LISTED RECORDS:
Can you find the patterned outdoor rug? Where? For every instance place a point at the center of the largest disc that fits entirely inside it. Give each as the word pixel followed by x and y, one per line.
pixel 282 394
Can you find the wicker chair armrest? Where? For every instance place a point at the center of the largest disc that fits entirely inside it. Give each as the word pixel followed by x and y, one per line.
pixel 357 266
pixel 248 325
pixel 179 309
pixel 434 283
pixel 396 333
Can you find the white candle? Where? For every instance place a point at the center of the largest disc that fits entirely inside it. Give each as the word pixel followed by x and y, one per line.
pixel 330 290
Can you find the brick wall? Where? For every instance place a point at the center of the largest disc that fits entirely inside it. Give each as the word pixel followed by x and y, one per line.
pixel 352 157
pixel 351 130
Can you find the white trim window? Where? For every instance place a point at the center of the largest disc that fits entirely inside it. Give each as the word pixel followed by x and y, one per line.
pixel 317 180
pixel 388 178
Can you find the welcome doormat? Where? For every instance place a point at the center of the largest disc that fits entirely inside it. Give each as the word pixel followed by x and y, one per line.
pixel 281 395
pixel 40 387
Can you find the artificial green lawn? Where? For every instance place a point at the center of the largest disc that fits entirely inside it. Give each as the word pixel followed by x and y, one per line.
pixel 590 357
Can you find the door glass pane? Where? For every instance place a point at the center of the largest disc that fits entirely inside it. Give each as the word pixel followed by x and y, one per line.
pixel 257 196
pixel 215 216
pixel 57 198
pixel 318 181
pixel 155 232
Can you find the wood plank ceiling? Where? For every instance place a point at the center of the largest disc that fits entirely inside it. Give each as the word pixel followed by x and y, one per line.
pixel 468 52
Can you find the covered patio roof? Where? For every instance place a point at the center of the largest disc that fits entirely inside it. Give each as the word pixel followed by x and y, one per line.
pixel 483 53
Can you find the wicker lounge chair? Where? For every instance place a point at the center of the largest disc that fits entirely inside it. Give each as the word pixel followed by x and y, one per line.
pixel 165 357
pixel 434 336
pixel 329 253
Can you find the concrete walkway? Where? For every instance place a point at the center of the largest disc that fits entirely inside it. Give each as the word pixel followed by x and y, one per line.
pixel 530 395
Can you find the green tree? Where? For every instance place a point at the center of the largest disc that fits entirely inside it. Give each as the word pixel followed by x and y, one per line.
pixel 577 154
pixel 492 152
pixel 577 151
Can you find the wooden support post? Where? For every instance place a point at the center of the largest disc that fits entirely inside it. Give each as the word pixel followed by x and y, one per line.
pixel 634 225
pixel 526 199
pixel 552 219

TASK GOAL:
Set down each entry exactly as it appears above.

SOLUTION TO THIS EXERCISE:
Can you find the patterned outdoor rug? Where? For every instance place a point at the center of the largest disc that fits entirely inside it. Give each as the word pixel followed by x and y, one per line.
pixel 282 394
Can you find the wicker chair armrest? Where? For every instance place a point at the center of the largest disc that fits entirely inside it. Give each as the word pixel followed by x and y, one per line.
pixel 357 266
pixel 248 325
pixel 179 309
pixel 434 283
pixel 396 333
Can you find the white candle? Where? For every instance place a point at the center of the largest disc that fits entirely inside it. Give each as the word pixel followed by x and y, one per line.
pixel 330 290
Can you find the brick wall? Where? For every instance place a point at the center of the largest disc that fits entirely inside it. Give each as the word pixel followed by x and y, one per line.
pixel 352 157
pixel 351 130
Can you find the white trim window? Where? For every instance place a point at the center of the largest disc that fits entirely inside it. Give each as the word pixel followed by x and y, one per line.
pixel 317 180
pixel 388 178
Can you find the welcome doormat? Where? For every instance place a point at the center of the largest disc that fits entirely inside it. Give each as the word pixel followed by x and y, one per line.
pixel 281 395
pixel 40 387
Can you find the artificial green lawn? Where? For every instance place a point at the center of the largest disc that fits entirely inside it. Give each as the word pixel followed by x and y, one per line.
pixel 590 357
Can you find the door glass pane? Where? For every instance place a point at the center of the largest disc that fits entirely inside it. Give each as the word pixel followed by x and y, one per line.
pixel 257 196
pixel 215 216
pixel 57 198
pixel 318 181
pixel 155 232
Can you find the wood plank ceiling? Where? For every instance place a point at the center of the largest disc that fits entirely inside it. Give each as the word pixel followed by x and y, one per line.
pixel 468 52
Can you find the covered patio roof? Where? For every instance place a point at the center of the largest disc that fits entirely inside it. Give each as the word pixel followed by x and y, one per line.
pixel 483 53
Can you find the wicker lounge chair? Where? For every instance place a point at the center of the largest disc that fits entirely inside it. Give each as the word pixel followed by x and y, one per line.
pixel 165 357
pixel 434 336
pixel 329 253
Can you find the concrete walkway? Where? For every instance place a point at the center of the largest disc that fits entirely inside it. Give each as the word pixel followed by x and y, one per line.
pixel 530 395
Can you find the green tree? Where? For every instance place a point at the center of the largest disc that fits entirely inside it. Give each as the word pixel followed by x and y, one per line.
pixel 577 154
pixel 492 152
pixel 577 151
Can you find the wooden support post? Where? For every instance place a point at the center of the largest disc that fits entirely inside it. Give each as the word pixel followed by x and y, one per line.
pixel 634 225
pixel 526 199
pixel 552 219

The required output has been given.